** EXERCISE **
Drop the pictures; give again exactly the lines from the one holding "Target: riverbed" through the end of the data.

** DATA FOR THIS EXERCISE **
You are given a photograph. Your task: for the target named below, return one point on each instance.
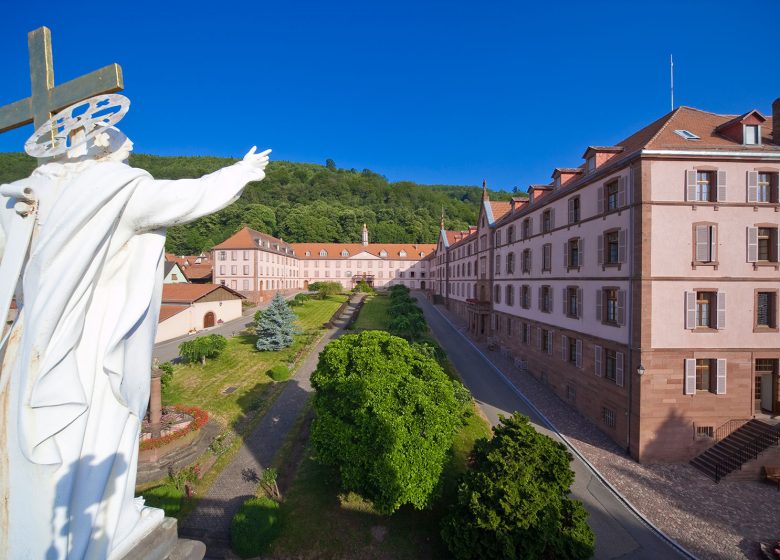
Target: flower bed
(179, 429)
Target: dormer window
(752, 134)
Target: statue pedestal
(162, 543)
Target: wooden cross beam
(46, 99)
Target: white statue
(74, 383)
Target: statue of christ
(74, 383)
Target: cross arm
(106, 80)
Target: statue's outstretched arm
(158, 204)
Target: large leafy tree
(275, 325)
(513, 501)
(198, 349)
(385, 417)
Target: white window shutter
(690, 183)
(690, 310)
(690, 376)
(578, 355)
(597, 359)
(721, 319)
(752, 186)
(702, 243)
(622, 246)
(721, 186)
(599, 296)
(622, 181)
(619, 376)
(713, 243)
(752, 244)
(601, 248)
(720, 388)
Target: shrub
(279, 373)
(254, 527)
(275, 325)
(513, 501)
(198, 349)
(385, 417)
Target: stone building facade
(642, 286)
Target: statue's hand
(257, 161)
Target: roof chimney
(776, 122)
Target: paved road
(619, 532)
(169, 350)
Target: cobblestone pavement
(714, 521)
(210, 521)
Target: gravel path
(210, 521)
(714, 521)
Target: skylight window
(687, 134)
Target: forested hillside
(307, 202)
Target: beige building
(642, 285)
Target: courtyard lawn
(374, 314)
(243, 367)
(319, 521)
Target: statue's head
(84, 131)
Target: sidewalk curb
(674, 544)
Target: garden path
(210, 521)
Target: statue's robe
(74, 383)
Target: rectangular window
(612, 247)
(611, 305)
(573, 301)
(705, 186)
(547, 224)
(705, 302)
(547, 257)
(546, 299)
(704, 375)
(608, 417)
(766, 310)
(610, 364)
(574, 209)
(611, 196)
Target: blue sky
(434, 92)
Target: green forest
(305, 202)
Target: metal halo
(53, 137)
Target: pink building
(641, 286)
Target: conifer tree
(275, 326)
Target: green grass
(254, 527)
(242, 366)
(318, 521)
(373, 314)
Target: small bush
(254, 527)
(279, 373)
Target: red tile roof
(168, 311)
(334, 250)
(190, 293)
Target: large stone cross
(46, 99)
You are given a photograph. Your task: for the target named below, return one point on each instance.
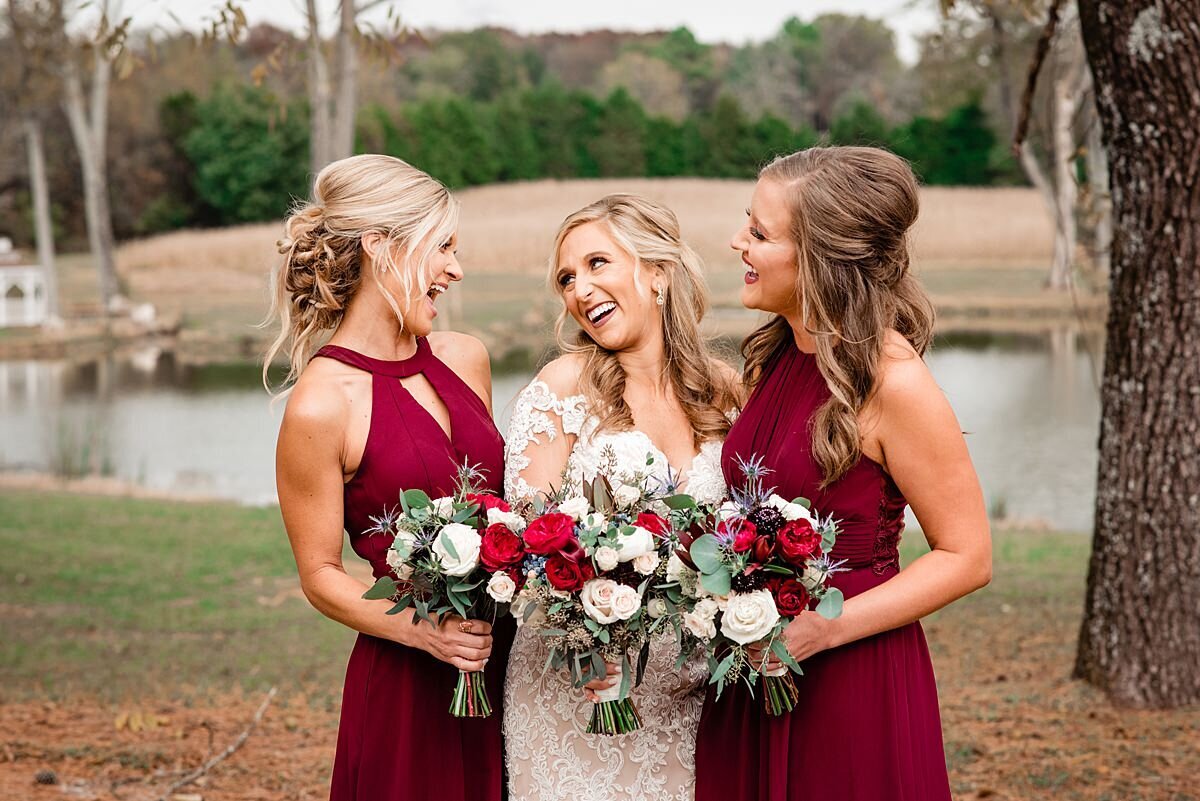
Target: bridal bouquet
(765, 561)
(595, 585)
(457, 554)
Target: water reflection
(1029, 403)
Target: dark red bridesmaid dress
(396, 740)
(867, 727)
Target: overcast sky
(731, 20)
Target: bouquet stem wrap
(471, 696)
(779, 694)
(613, 714)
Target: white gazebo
(22, 289)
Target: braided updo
(323, 260)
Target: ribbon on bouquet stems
(471, 696)
(779, 691)
(613, 714)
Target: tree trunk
(43, 230)
(318, 95)
(89, 133)
(1140, 637)
(346, 101)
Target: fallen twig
(233, 747)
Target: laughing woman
(385, 405)
(845, 413)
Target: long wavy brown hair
(851, 210)
(649, 233)
(323, 260)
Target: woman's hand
(612, 675)
(466, 644)
(807, 634)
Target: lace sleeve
(539, 440)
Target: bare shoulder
(562, 375)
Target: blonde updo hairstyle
(851, 211)
(324, 262)
(649, 233)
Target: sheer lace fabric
(549, 754)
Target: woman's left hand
(807, 634)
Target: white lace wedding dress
(547, 752)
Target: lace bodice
(540, 417)
(549, 754)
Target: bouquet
(456, 554)
(597, 574)
(765, 561)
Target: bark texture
(1140, 637)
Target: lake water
(1030, 408)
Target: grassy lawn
(190, 610)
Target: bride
(636, 387)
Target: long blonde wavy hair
(649, 233)
(324, 263)
(851, 210)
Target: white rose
(502, 586)
(576, 507)
(597, 597)
(465, 541)
(635, 543)
(510, 519)
(627, 495)
(625, 602)
(647, 564)
(701, 620)
(813, 578)
(790, 511)
(749, 616)
(606, 558)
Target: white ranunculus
(635, 543)
(625, 602)
(606, 558)
(647, 564)
(511, 519)
(701, 620)
(576, 507)
(790, 511)
(594, 521)
(502, 586)
(627, 495)
(813, 578)
(443, 506)
(727, 511)
(466, 548)
(597, 597)
(749, 616)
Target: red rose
(791, 597)
(743, 533)
(487, 500)
(798, 541)
(653, 523)
(565, 574)
(550, 534)
(501, 548)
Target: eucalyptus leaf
(831, 604)
(706, 554)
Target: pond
(1029, 405)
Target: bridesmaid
(385, 405)
(845, 413)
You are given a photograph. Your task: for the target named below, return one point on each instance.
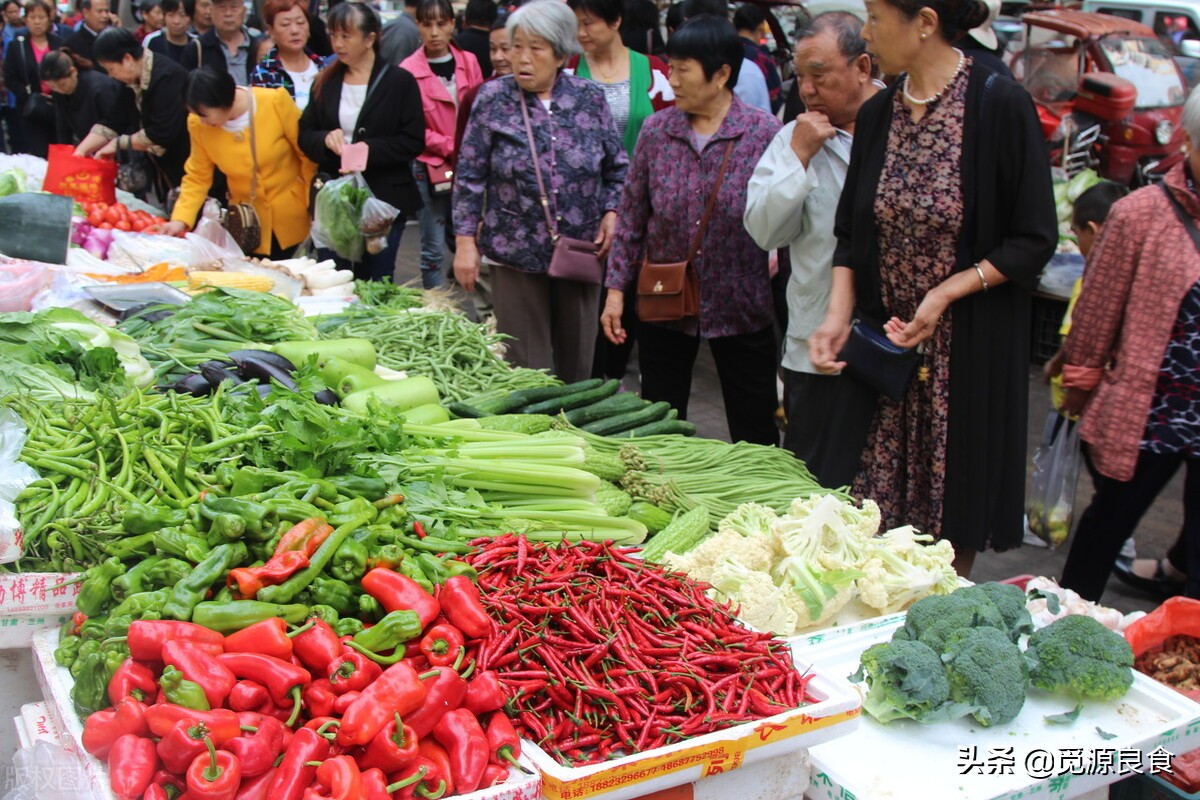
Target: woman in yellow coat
(220, 127)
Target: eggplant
(240, 356)
(193, 384)
(216, 372)
(265, 372)
(325, 397)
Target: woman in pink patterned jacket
(1133, 367)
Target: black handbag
(873, 359)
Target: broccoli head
(935, 620)
(987, 671)
(1011, 602)
(1077, 655)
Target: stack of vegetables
(798, 571)
(606, 656)
(263, 709)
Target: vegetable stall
(329, 545)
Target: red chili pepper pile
(279, 714)
(605, 655)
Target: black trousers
(745, 366)
(1116, 509)
(828, 419)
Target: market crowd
(869, 233)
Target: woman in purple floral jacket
(675, 168)
(497, 210)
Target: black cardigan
(390, 122)
(1008, 220)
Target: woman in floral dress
(946, 220)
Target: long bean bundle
(457, 354)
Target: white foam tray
(889, 762)
(57, 683)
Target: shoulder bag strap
(537, 168)
(712, 203)
(1188, 223)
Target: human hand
(610, 318)
(335, 140)
(827, 341)
(811, 131)
(923, 324)
(604, 238)
(466, 263)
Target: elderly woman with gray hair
(497, 206)
(1133, 368)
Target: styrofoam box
(885, 762)
(34, 601)
(717, 753)
(57, 686)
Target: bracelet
(983, 281)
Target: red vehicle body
(1108, 92)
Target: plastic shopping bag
(15, 476)
(337, 216)
(1051, 501)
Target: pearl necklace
(904, 89)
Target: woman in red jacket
(444, 73)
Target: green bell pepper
(349, 561)
(141, 518)
(285, 591)
(192, 589)
(67, 650)
(167, 572)
(235, 614)
(348, 626)
(180, 691)
(97, 588)
(334, 593)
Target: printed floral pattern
(918, 209)
(496, 185)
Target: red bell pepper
(444, 692)
(317, 647)
(256, 788)
(463, 607)
(103, 728)
(305, 536)
(257, 752)
(202, 668)
(181, 745)
(345, 702)
(442, 644)
(222, 723)
(216, 775)
(294, 775)
(250, 579)
(281, 678)
(247, 696)
(484, 693)
(269, 637)
(493, 775)
(396, 691)
(503, 743)
(466, 743)
(132, 763)
(352, 672)
(132, 679)
(394, 747)
(396, 591)
(318, 698)
(147, 637)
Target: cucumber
(577, 400)
(652, 413)
(618, 403)
(661, 427)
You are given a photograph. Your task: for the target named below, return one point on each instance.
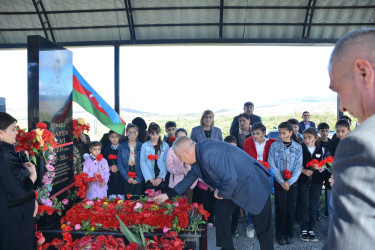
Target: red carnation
(99, 157)
(265, 164)
(41, 125)
(152, 157)
(287, 174)
(329, 159)
(102, 239)
(112, 157)
(111, 244)
(132, 175)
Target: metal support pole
(339, 113)
(117, 79)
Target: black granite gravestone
(50, 86)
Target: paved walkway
(243, 243)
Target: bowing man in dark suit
(352, 76)
(238, 180)
(18, 206)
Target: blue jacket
(123, 160)
(198, 135)
(147, 166)
(235, 174)
(302, 126)
(281, 158)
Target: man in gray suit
(352, 74)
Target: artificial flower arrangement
(79, 126)
(286, 174)
(35, 142)
(168, 242)
(142, 215)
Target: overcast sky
(187, 79)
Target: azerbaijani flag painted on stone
(92, 102)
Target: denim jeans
(250, 220)
(309, 202)
(330, 206)
(285, 206)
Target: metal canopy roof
(108, 22)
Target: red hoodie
(249, 147)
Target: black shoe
(281, 242)
(288, 240)
(304, 235)
(312, 236)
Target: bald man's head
(352, 73)
(359, 43)
(184, 149)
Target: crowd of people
(239, 171)
(157, 166)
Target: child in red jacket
(257, 146)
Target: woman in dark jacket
(142, 128)
(17, 200)
(128, 160)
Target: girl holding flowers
(153, 159)
(310, 183)
(285, 157)
(96, 166)
(116, 183)
(128, 160)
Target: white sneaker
(250, 232)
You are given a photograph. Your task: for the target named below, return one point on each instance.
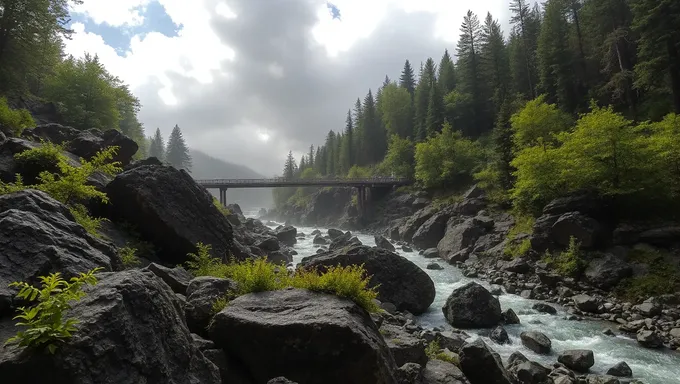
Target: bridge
(360, 183)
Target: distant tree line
(610, 65)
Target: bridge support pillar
(223, 196)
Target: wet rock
(580, 360)
(499, 335)
(123, 309)
(472, 306)
(184, 216)
(382, 242)
(285, 327)
(399, 281)
(481, 365)
(544, 308)
(536, 341)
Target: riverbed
(649, 366)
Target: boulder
(336, 339)
(405, 347)
(38, 236)
(460, 235)
(607, 271)
(481, 365)
(287, 235)
(177, 278)
(171, 211)
(130, 330)
(579, 360)
(382, 242)
(441, 372)
(536, 341)
(399, 281)
(585, 229)
(621, 369)
(472, 306)
(431, 231)
(202, 293)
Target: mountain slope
(207, 167)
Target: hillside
(208, 167)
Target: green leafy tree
(46, 324)
(177, 153)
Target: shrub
(15, 119)
(45, 323)
(128, 256)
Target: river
(649, 366)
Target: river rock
(287, 235)
(481, 365)
(38, 236)
(382, 242)
(580, 360)
(441, 372)
(171, 211)
(460, 235)
(398, 280)
(472, 306)
(431, 231)
(536, 341)
(130, 330)
(177, 278)
(202, 293)
(336, 339)
(405, 347)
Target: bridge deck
(271, 183)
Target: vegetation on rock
(45, 322)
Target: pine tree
(555, 60)
(447, 75)
(157, 146)
(407, 79)
(177, 153)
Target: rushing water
(649, 366)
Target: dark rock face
(38, 236)
(442, 372)
(607, 271)
(429, 234)
(536, 341)
(123, 309)
(336, 339)
(202, 294)
(472, 306)
(580, 360)
(170, 210)
(382, 242)
(481, 365)
(287, 235)
(401, 282)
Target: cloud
(248, 80)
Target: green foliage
(446, 158)
(662, 276)
(128, 256)
(569, 262)
(259, 275)
(14, 119)
(46, 325)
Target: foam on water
(650, 366)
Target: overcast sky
(249, 80)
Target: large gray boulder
(398, 280)
(336, 339)
(472, 306)
(130, 330)
(171, 211)
(38, 236)
(461, 234)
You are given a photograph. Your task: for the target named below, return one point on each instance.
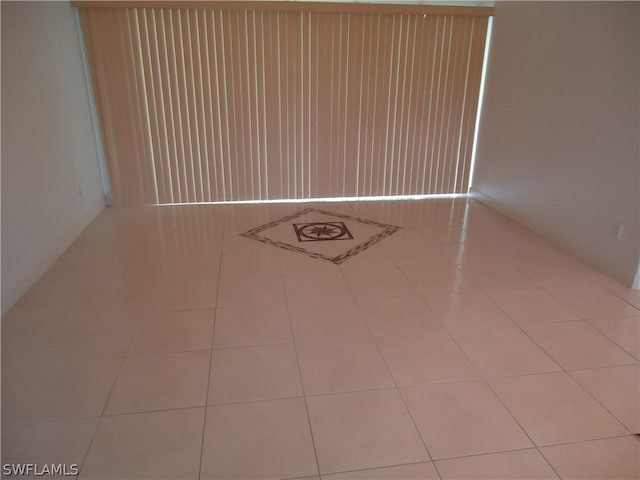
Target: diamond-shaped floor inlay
(321, 234)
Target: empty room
(320, 240)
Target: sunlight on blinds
(215, 104)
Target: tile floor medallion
(321, 234)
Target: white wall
(51, 187)
(558, 146)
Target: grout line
(396, 387)
(485, 382)
(213, 329)
(295, 348)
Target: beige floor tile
(412, 471)
(387, 281)
(238, 289)
(577, 345)
(624, 331)
(496, 277)
(553, 408)
(467, 310)
(161, 382)
(254, 373)
(190, 294)
(158, 445)
(462, 418)
(618, 389)
(503, 351)
(613, 458)
(342, 365)
(592, 301)
(425, 357)
(304, 289)
(330, 318)
(436, 280)
(239, 326)
(269, 439)
(173, 332)
(531, 305)
(362, 430)
(87, 335)
(521, 464)
(123, 322)
(58, 442)
(54, 391)
(386, 316)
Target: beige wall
(558, 147)
(51, 186)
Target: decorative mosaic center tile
(311, 231)
(321, 231)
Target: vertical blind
(207, 102)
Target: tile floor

** REPLY TO THE TASK **
Target: riverbed
(649, 366)
Target: boulder
(336, 339)
(405, 347)
(38, 236)
(460, 235)
(607, 271)
(481, 365)
(287, 235)
(177, 278)
(171, 211)
(130, 330)
(579, 360)
(382, 242)
(441, 372)
(536, 341)
(399, 281)
(585, 229)
(621, 369)
(472, 306)
(431, 231)
(202, 293)
Target: mountain slope
(207, 167)
Target: hillside
(208, 167)
Target: green leafy tree
(46, 324)
(177, 153)
Target: shrub
(15, 119)
(45, 323)
(128, 256)
Target: river
(649, 366)
Target: river rock
(287, 235)
(481, 365)
(38, 236)
(382, 242)
(580, 360)
(441, 372)
(171, 211)
(460, 235)
(398, 280)
(472, 306)
(431, 231)
(536, 341)
(130, 330)
(177, 278)
(202, 293)
(336, 339)
(405, 347)
Target: bridge deck
(271, 183)
Target: vegetation on rock
(45, 322)
Target: pine tree
(555, 60)
(447, 75)
(157, 146)
(407, 79)
(177, 153)
Target: rushing water
(649, 366)
Target: dark rock face
(38, 236)
(442, 372)
(607, 271)
(429, 234)
(536, 341)
(123, 309)
(336, 339)
(202, 294)
(472, 306)
(580, 360)
(170, 210)
(382, 242)
(481, 365)
(287, 235)
(401, 282)
Target: cloud
(248, 80)
Target: green foliage
(446, 158)
(662, 276)
(128, 256)
(569, 262)
(259, 275)
(14, 119)
(46, 325)
Target: foam on water
(650, 366)
Target: overcast sky
(249, 80)
Target: large gray boulder
(398, 280)
(336, 339)
(472, 306)
(130, 330)
(171, 211)
(38, 236)
(461, 234)
You are given a photograph. Your task: for the target named below, return one point on each instance.
Target: diamond-shaped floor inlay
(321, 234)
Target: empty room
(320, 240)
Target: sunlight on blinds
(215, 104)
Target: tile floor medallion
(321, 234)
Target: white wall
(51, 187)
(558, 146)
Target: grout line
(396, 387)
(485, 382)
(213, 329)
(295, 348)
Target: beige floor tile
(412, 471)
(387, 281)
(238, 289)
(577, 345)
(624, 331)
(496, 277)
(553, 408)
(467, 310)
(161, 382)
(254, 373)
(190, 294)
(158, 445)
(462, 418)
(618, 389)
(503, 351)
(613, 458)
(342, 365)
(592, 301)
(425, 357)
(304, 289)
(330, 318)
(436, 280)
(239, 326)
(269, 439)
(173, 332)
(531, 305)
(362, 430)
(87, 335)
(521, 464)
(123, 322)
(58, 442)
(54, 391)
(386, 316)
Target: beige wall
(558, 147)
(51, 186)
Target: decorative mosaic center tile
(311, 231)
(321, 231)
Target: vertical blind
(207, 102)
Target: tile floor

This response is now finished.